レビュアー:USB農民 AdeptAdept

 私が本書で最も記憶に残ったのは、「触手怪物の放出する催淫ガスで発情しつつ、健気に性欲に堪えて戦い続けるも、やっぱり圧倒的な性欲には勝てなかったよ」というエロゲー的展開だった。阿呆みたいな感想で申し訳ない限りだけど、実際、もっとも胸が熱くなったシーンなのだから、救いがない。
 そしえ次に印象に残っている場面は、ラストで描かれる青空だ。

 2つのシーンは、私の中で密接につながっている。
 やや唐突かもしれないが、2つのシーンの間に、「青春」というキーワードを挟むと、2つのシーンの意味と、作品のテーマとが結びついていることが理解できるはずだ。
 それを説明するためには、まず性欲についての話をする必要がある。

 こんなことを考えたことがあるだろうか。自分が老いて、老人になったとき、それでもまだ性欲が衰えずにいたらどうしよう。80歳にもなってまだ、若い異性の子と性的な関係を結びたいと考えていても、それが難しいだろうことは容易に想像がつく。

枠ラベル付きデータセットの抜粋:
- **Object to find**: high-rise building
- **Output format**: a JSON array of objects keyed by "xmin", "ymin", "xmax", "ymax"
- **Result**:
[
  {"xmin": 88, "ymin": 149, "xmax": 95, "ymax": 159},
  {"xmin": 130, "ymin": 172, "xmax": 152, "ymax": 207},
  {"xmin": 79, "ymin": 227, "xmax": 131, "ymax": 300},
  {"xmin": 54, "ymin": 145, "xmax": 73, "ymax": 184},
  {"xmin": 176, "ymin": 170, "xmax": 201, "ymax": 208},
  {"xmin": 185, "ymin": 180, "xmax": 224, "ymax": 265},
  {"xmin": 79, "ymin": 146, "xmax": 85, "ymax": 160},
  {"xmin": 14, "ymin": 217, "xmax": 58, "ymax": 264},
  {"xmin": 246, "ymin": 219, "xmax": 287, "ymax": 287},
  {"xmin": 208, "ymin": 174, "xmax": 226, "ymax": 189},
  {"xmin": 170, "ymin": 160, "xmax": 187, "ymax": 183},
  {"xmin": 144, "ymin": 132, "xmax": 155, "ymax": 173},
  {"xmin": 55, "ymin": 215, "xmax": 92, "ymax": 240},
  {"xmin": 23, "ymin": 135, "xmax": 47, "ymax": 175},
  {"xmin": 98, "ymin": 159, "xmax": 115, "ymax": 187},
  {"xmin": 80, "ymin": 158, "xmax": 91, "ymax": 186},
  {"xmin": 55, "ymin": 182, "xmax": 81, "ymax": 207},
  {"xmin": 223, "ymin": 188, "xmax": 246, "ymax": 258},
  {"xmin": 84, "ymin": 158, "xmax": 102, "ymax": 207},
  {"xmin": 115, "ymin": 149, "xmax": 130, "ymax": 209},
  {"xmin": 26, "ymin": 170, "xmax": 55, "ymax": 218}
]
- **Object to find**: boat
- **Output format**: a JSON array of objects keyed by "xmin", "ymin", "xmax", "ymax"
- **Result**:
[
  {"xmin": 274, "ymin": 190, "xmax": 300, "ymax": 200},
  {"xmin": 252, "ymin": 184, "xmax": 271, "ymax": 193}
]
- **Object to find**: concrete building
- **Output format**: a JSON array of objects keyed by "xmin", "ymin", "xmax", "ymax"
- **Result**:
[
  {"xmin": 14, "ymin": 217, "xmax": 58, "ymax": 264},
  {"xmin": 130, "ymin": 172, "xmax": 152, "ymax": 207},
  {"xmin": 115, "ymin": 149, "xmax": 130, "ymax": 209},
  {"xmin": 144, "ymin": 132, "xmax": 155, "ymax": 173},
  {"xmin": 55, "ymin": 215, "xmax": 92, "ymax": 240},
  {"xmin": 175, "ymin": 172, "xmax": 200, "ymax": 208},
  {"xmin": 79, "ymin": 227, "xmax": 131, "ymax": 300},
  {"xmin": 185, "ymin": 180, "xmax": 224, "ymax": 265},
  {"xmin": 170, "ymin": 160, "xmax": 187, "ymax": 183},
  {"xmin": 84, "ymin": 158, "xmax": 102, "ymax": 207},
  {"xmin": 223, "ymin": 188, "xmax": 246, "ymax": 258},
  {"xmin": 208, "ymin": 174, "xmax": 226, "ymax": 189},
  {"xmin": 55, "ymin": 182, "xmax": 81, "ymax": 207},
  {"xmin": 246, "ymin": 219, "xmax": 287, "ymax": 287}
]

課題 1:
この書評で、筆者が二番目に印象に残っていると述べている場面は何ですか。
課題 2:
この書評の本文を、「そしえ次に印象に残っている場面は、ラストで描かれる青空だ。」という語句を含むところから書き写し、「それを説明するためには、まず性欲についての話をする必要がある。」の後で止めてください。
資料は別の出典から取られたものです。

出力結果 1:
ラストで描かれる青空です。

出力結果 2:
そしえ次に印象に残っている場面は、ラストで描かれる青空だ。

 2つのシーンは、私の中で密接につながっている。
 やや唐突かもしれないが、2つのシーンの間に、「青春」というキーワードを挟むと、2つのシーンの意味と、作品のテーマとが結びついていることが理解できるはずだ。
 それを説明するためには、まず性欲についての話をする必要がある。